VORLIEGENDER TEXTAUSZUG -
★ ★ ★
Landesgeschichtliches Informationssystem Hessen

Synagogen in Hessen

Neustadt Karten-Symbol

Gemeinde Breuberg, Odenwaldkreis — Von Wolfgang Fritzsche
Basic Data | History | Betsaal / Synagoge | Weitere Einrichtungen | References | Indices | Recommended Citation
Basic Data

Juden belegt seit

1437

Location

64747 Breuberg, Ortsteil Neustadt, Wertheimerstraße 26 | → Lage anzeigen

Rabbinat

Darmstadt II

religiöse Ausrichtung

orthodox

preserved

nein

Jahr des Verlusts

1939

Art des Verlusts

Zerstörung

Gedenktafel vorhanden

ja

Weitere Informationen zum Standort

Historical Gazetteer

History

Der älteste archivalische Nachweis eines jüdischen Einwohners in Neustadt stammt vom 7. Oktober 1437. An diesem Tag bestätigte Meyer aus Babenhausen, in der Stadt zu leben. Aus dem Jahr 1469 stammt eine Urkunde, die David, Abraham und Saul aus Neustadt nennen.1 Zu dieser Zeit hatte das 1388 erstmals urkundlich erwähnte Neustadt das Recht, einen Wochen- und zwei Jahrmärkte abzuhalten. Während des Dreißigjährigen Krieges ließ sich Joseph in Neustadt nieder, weil ihm die Stadt mehr Sicherheit bot. Auch aus dem späteren 17. Jahrhundert liegen nur fragmentarische Nachrichten über jüdische Bewohner vor.
★ ★ ★
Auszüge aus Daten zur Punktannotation
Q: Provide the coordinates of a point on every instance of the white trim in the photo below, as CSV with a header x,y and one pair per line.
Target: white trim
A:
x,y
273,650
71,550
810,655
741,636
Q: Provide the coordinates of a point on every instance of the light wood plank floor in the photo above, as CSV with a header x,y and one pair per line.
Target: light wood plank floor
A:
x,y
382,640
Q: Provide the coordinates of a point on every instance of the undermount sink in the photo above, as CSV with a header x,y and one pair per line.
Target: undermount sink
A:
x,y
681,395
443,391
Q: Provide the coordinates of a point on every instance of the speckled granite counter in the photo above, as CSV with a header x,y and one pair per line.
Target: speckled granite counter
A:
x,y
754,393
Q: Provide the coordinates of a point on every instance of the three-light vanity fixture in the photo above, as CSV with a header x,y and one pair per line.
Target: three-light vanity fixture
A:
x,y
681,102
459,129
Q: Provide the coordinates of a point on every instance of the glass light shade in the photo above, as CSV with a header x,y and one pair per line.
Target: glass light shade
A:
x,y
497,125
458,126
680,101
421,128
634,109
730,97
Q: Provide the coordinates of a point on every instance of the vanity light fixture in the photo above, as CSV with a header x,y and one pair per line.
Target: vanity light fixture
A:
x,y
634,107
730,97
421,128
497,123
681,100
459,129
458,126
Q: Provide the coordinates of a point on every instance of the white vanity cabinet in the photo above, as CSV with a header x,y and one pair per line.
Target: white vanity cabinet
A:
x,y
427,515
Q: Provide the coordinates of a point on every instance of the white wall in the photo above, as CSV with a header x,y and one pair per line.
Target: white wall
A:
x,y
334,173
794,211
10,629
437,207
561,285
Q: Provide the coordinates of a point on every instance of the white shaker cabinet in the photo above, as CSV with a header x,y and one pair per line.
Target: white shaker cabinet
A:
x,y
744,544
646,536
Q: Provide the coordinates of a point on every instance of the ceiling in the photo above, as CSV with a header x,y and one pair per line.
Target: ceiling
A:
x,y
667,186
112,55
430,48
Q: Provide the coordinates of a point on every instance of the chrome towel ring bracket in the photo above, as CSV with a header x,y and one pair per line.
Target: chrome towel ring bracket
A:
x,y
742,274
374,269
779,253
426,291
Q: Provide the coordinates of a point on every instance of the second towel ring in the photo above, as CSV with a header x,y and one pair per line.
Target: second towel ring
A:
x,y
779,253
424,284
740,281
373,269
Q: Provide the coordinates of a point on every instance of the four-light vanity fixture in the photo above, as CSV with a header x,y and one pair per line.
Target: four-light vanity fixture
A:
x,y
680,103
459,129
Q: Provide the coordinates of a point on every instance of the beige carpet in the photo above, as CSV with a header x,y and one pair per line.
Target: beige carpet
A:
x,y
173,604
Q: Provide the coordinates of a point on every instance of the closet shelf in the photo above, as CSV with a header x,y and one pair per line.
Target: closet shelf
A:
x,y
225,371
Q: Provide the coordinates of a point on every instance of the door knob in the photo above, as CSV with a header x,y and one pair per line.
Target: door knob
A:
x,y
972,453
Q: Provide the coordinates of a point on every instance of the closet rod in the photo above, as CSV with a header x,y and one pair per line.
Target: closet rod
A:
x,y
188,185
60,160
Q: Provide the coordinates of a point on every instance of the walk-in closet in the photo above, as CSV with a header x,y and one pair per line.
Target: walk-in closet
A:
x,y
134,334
★ ★ ★
ZU ERLEDIGEN - Schreiben Sie aus dem Text über die Synagoge in Neustadt den Abschnitt von „Historical Gazetteer“ bis einschließlich „jüdische Bewohner vor.“ wortgetreu ab. Die Zeilen haben mit dem Text nichts zu tun.

ERWARTETE ANTWORT -
Historical Gazetteer

History

Der älteste archivalische Nachweis eines jüdischen Einwohners in Neustadt stammt vom 7. Oktober 1437. An diesem Tag bestätigte Meyer aus Babenhausen, in der Stadt zu leben. Aus dem Jahr 1469 stammt eine Urkunde, die David, Abraham und Saul aus Neustadt nennen.1 Zu dieser Zeit hatte das 1388 erstmals urkundlich erwähnte Neustadt das Recht, einen Wochen- und zwei Jahrmärkte abzuhalten. Während des Dreißigjährigen Krieges ließ sich Joseph in Neustadt nieder, weil ihm die Stadt mehr Sicherheit bot. Auch aus dem späteren 17. Jahrhundert liegen nur fragmentarische Nachrichten über jüdische Bewohner vor.